| Stated goal A |
Answer these questions about the dog-jacket story:
(i) What were the jackets on the wall made of?
(ii) What did Ernie look like once he was put down in the jacket?
(iii) What hung around the dog-jacket maker's neck?

| Source extract |
>> Start

Out on a stroll with Ernesto, we stopped into a dog clothing shop to get him a tiny faux leather jacket. The proprietress, busy at her sewing machine, smiled in greeting.
The inventory was primarily novelty outfits–a circus or halloween supply shop. But on one wall hung the kind of chocolate-brown, shiny vinyl jackets that Shaft once sported, and that a dog could wear with dignity.
“They’re too small,” I said.
“No they’re not,” said Cate.
She squeezed one of Ernie’s legs through a sleeve, then stretched and pulled to force the other leg home. She put him down. He sat like a statue, immobilized by the fabric’s tension, his forelegs splayed and rigid. He looked like an ottoman.
“Why?” his eyes seemed to say. “Why?”
“See?,” said Cate. “Fits.”
“He can’t move.”
“Yes he can.”
“He looks miserable.”
“He always looks like that.” She clapped her hands to her knees. “C’mon, Ernie! C’mon!”
Ernie tried to wobble forward, pivoting from one paralyzed forelimb to the other.
“It doesn’t fit,” said Cate.
We pried the jacket off.
All the while this was happening, the dog-jacket maker watched benignly, wordlessly, reams of dog-jacket fabric spread across her lap, tape measure hanging around her neck.

>> End

| Stated goal B |
List each line of the records that contains the word "your". Case counts.

Source records:

>> Start

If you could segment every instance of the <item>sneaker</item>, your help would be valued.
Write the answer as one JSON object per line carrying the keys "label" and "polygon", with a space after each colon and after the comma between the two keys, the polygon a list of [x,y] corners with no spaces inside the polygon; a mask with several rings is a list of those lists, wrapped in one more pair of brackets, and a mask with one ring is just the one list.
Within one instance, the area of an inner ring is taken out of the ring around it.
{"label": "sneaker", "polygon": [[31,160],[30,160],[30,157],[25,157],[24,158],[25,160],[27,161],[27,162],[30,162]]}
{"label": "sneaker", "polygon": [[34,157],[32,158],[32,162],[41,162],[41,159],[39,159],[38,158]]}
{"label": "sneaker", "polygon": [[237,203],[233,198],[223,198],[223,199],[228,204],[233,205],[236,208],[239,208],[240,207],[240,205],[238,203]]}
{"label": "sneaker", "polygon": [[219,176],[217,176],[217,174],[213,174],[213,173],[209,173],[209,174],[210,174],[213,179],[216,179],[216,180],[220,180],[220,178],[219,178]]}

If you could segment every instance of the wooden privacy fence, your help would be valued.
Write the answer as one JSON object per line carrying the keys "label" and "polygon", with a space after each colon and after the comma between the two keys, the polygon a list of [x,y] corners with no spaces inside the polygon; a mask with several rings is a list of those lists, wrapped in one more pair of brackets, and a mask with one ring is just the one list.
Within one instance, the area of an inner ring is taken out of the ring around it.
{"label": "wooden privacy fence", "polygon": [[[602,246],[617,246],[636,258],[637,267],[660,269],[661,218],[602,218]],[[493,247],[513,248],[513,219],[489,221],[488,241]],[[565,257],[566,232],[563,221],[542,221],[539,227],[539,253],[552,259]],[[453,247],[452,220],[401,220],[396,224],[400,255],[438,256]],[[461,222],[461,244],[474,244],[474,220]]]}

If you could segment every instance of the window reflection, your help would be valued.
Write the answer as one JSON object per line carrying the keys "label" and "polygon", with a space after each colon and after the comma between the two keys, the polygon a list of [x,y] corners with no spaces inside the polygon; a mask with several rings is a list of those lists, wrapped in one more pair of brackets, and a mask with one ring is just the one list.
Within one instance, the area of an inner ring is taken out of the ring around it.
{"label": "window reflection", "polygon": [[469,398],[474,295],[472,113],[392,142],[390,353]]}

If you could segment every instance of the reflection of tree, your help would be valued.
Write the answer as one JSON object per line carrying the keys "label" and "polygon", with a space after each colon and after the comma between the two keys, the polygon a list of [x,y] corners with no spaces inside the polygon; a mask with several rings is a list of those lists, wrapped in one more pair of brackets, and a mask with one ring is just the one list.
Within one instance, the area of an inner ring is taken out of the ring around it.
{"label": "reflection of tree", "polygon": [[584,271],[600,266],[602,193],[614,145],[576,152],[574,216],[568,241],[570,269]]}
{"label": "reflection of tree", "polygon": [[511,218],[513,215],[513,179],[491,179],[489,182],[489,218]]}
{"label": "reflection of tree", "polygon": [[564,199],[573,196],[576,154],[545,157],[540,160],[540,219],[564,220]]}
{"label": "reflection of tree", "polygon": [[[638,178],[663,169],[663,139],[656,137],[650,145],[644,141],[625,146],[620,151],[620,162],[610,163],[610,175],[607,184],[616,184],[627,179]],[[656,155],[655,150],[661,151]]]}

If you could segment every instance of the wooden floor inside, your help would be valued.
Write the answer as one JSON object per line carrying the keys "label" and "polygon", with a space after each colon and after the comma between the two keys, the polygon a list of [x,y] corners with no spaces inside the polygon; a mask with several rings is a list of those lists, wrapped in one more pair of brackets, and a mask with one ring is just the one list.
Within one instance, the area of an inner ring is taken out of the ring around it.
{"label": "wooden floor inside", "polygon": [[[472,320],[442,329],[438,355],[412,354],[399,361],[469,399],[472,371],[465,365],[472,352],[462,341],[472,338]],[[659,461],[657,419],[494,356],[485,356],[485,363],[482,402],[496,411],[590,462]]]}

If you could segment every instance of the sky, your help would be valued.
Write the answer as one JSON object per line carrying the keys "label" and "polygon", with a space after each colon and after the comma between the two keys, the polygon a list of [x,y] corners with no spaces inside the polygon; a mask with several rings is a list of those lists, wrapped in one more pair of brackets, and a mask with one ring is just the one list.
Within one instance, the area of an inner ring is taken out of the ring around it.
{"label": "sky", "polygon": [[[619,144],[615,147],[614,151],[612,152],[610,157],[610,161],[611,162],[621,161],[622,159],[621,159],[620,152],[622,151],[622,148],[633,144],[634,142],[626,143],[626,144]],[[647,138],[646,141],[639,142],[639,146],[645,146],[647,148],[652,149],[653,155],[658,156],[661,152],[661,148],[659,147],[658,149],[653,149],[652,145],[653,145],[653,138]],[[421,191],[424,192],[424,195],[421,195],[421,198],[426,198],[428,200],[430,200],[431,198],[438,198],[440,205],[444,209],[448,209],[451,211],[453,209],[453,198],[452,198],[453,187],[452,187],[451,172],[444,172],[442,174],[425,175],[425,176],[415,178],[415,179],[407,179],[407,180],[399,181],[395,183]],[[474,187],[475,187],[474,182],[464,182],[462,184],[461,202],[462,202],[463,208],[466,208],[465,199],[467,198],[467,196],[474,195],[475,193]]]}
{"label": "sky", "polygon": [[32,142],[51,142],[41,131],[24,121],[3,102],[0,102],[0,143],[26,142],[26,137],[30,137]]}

>> End

| Exercise response A |
(i) Chocolate-brown, shiny vinyl
(ii) An ottoman
(iii) A tape measure

| Exercise response B |
If you could segment every instance of the <item>sneaker</item>, your help would be valued.
If you could segment every instance of the wooden privacy fence, your help would be valued.
If you could segment every instance of the window reflection, your help would be valued.
If you could segment every instance of the reflection of tree, your help would be valued.
If you could segment every instance of the wooden floor inside, your help would be valued.
If you could segment every instance of the sky, your help would be valued.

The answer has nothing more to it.